### RECORDED INFORMATION

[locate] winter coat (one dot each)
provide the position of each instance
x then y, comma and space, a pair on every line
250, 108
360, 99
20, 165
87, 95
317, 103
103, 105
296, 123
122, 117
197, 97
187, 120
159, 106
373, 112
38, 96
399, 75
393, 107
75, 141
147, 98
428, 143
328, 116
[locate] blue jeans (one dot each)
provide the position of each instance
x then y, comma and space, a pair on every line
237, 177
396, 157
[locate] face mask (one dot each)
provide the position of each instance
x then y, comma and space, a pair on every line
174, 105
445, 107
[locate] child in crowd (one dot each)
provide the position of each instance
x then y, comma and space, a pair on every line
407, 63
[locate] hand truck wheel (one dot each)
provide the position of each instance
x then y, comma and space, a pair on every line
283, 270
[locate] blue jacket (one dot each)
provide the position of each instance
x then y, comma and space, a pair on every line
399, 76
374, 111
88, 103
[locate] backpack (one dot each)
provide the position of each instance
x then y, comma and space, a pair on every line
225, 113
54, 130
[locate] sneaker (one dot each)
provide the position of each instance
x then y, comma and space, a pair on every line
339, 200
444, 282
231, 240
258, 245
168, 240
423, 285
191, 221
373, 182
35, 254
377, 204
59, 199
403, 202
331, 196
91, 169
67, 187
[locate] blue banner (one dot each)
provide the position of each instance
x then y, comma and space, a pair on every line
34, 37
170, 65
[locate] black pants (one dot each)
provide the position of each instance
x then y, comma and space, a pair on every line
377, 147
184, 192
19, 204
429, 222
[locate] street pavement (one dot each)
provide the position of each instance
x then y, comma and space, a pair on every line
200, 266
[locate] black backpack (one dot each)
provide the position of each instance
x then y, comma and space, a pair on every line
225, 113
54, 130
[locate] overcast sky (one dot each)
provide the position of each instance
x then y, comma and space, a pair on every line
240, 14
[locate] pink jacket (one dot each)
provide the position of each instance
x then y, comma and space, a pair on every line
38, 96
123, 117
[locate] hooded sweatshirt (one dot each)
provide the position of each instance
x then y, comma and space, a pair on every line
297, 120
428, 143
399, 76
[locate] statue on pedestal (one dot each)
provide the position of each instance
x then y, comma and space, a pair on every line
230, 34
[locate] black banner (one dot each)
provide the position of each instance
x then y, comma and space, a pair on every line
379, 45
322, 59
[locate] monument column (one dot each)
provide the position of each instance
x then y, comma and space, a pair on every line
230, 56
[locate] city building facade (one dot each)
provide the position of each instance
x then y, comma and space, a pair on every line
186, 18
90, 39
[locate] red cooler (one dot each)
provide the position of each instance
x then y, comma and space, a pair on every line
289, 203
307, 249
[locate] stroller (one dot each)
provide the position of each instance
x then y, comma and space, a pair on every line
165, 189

### GOAL OF THE EXERCISE
Retype exactly. Start at the line with "[locate] stroller (one dot each)" and stop at the last line of the data.

### EXPECTED ANSWER
[locate] stroller (one dot each)
provide the position of each instance
x then y, comma and space, a pair on every line
165, 189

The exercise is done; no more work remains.